[Task requirements]:
1 - According to the benchmark thread, which graphics card was in the system used for the comparisons?
2 - From the benchmark thread, transcribe the passage that begins with the words containing "Command-line parameters are" and ends with "the device level).".

Here are the benchmark comparisons. Just to restate the system specs: AMD FX-4300, 3.8 Ghz, Linux 3.16.7, Nvidia GTX 650, driver 352.41. The benchmarks were run with boinc suspended and no other significant GPU activity; the times for the x41g application are from the S@H task status page (1 instance per GPU and 1 core reserved for the x41g task) since it was not happy in "benchmark" context.

Abbreviated task names:
x41g = setiathome_x41g_x86_64-pc-linux-gnu_cuda32
7.08 = setiathome_7.08_x86_64-pc-linux-gnu__opencl_nvidia_sah
x41zc = setiathome_x41zc_x86_64-pc-linux-gnu_cuda60

Three work units:
15ap... = a small one, estimated computation size ~28000 GF
03no... = a medium one, ~69000 GF
04mr... = the largest, ~78000 GF

   App.        15ap     03no     04mr
  -----       ------   ------   ------
   x41g        855      1752     2107    times in seconds
   7.08        792      1432     1867
   x41zc       766      1374     1770


I did not use any command line parameters for any of the applications. From what I could find at kwsn.info there aren't any for the MB apps, only for AP.

Thanks to all who were interested and/or offered advice. I don't think I have anything further to add to this thread unless there is a specific test I can try or something to "grep" out of the strace logs.
ID: 1732761 · Report as offensive
Wedge009
Volunteer tester
Avatar

Send message
Joined: 3 Apr 99
Posts: 451
Credit: 431,396,357
RAC: 553
Australia
Message 1732837 - Posted: 8 Oct 2015, 12:59:27 UTC

I don't think jason made any command-line parameters available - configuration is in mbcuda.cfg.
Soli Deo Gloria
ID: 1732837 · Report as offensive
Richard Haselgrove Project Donor
Volunteer tester

Send message
Joined: 4 Jul 99
Posts: 14650
Credit: 200,643,578
RAC: 874
United Kingdom
Message 1732843 - Posted: 8 Oct 2015, 13:30:42 UTC - in response to Message 1732837.  

I don't think jason made any command-line parameters available - configuration is in mbcuda.cfg.

Command-line parameters are available for the Windows versions, although the configuration file approach is recommended (it's easier to manage, it's self-documented, and it allows finer control down to the device level).

I don't know for certain how much of that caries over to the Linux builds - some of the parameters, like process priority control, would need a separate coding branch, even if the bulk of the science run uses a common code-base. Also, x41zc has greater configurability than x41g.

(Excerpts from segmentation records)
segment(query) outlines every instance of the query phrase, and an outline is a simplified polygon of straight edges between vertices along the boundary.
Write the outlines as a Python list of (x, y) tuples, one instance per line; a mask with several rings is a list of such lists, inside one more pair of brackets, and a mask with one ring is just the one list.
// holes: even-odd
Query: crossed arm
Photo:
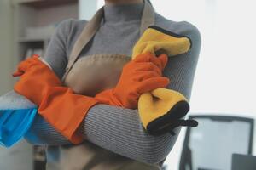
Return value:
[[(164, 76), (171, 79), (167, 88), (182, 93), (187, 99), (190, 97), (192, 82), (197, 64), (201, 39), (199, 32), (191, 31), (189, 37), (193, 46), (187, 54), (169, 58), (168, 64), (164, 71)], [(51, 43), (61, 43), (57, 38), (53, 38)], [(48, 49), (48, 56), (55, 56), (55, 59), (46, 58), (57, 75), (58, 70), (64, 70), (65, 63), (62, 55), (65, 55), (65, 47), (59, 46), (59, 49)], [(61, 51), (63, 51), (63, 54)], [(57, 59), (60, 56), (60, 59)], [(58, 60), (58, 65), (54, 65)], [(123, 109), (107, 105), (97, 105), (92, 107), (86, 118), (81, 124), (80, 133), (84, 139), (99, 145), (110, 151), (126, 157), (146, 163), (158, 163), (171, 151), (178, 136), (180, 128), (175, 129), (176, 135), (169, 133), (161, 136), (148, 135), (143, 129), (138, 116), (137, 110)], [(56, 132), (38, 114), (32, 124), (26, 140), (32, 144), (63, 145), (70, 144), (60, 133)], [(33, 138), (31, 138), (31, 137)]]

[Expected results]:
1 - An Nvidia GTX 650.

2 -
Command-line parameters are available for the Windows versions, although the configuration file approach is recommended (it's easier to manage, it's self-documented, and it allows finer control down to the device level).